[Dataset entries]
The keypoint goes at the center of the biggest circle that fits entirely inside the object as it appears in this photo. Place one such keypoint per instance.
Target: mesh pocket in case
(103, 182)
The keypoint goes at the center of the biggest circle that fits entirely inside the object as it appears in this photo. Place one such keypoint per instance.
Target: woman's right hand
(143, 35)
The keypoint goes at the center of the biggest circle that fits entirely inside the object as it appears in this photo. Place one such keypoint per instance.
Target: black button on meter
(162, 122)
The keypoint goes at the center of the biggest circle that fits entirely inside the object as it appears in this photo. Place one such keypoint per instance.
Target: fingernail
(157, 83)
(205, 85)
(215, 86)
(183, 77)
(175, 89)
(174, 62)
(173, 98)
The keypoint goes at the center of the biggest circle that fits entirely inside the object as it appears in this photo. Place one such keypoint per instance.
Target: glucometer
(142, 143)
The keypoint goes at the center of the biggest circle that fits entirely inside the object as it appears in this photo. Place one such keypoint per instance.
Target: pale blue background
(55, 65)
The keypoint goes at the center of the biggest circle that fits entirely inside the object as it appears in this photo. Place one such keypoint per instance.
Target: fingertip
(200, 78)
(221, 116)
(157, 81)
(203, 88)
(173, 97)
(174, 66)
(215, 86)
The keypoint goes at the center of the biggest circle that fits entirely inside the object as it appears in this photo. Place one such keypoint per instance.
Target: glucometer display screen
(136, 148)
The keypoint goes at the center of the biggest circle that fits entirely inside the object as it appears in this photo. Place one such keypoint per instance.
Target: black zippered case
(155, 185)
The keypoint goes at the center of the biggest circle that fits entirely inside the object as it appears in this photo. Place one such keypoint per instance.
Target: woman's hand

## Exercise details
A word-for-word restatement of every record above is expected.

## Answer to the exercise
The keypoint goes at the center of the biggest circle that fits entirely inside the object as it appears in this photo. Place one such keypoint per instance.
Target: mesh pocket in case
(103, 182)
The keypoint goes at the center of the biggest circle that fits entirely inside the object as it appears in this photo. Place one such keypoint per instance.
Target: woman's right hand
(143, 35)
The keypoint goes at the center of the biggest circle that fits entirely inside the object as it appears in this photo. Place one such keypoint per instance.
Target: black button on meter
(162, 122)
The keypoint goes at the center of the biggest circle that fits entirely inside the object as it appears in this photo. Place one such keypoint per instance.
Target: fingernail
(157, 83)
(205, 85)
(215, 86)
(183, 77)
(175, 89)
(174, 62)
(173, 98)
The keypoint goes at the center of the biggest circle that fits entirely inside the object as it appears in this photo. Place one such keypoint per instance.
Target: glucometer
(142, 143)
The keypoint goes at the center of the biggest circle that fits entirely inside the object as it appears in this photo. Place one such keypoint per instance.
Target: pale blue background
(55, 65)
The keypoint goes at the center of the biggest circle that fits entirely inside the object as it appears in this photo. Place one such keypoint per instance.
Target: fingertip
(200, 78)
(221, 116)
(157, 81)
(203, 88)
(173, 97)
(174, 66)
(215, 86)
The keypoint goes at the center of the biggest circle that fits entirely inside the object as it appears in this photo. Place one such keypoint per instance.
Target: glucometer display screen
(136, 148)
The keypoint goes at the center of the biggest circle that fits entirely inside the object as it appears in this photo. Place one such keypoint per instance.
Target: black zippered case
(155, 185)
The keypoint goes at the center of the biggest circle that fits entirely inside the object as it appears in this photo. Place one such keypoint per instance.
Target: woman's hand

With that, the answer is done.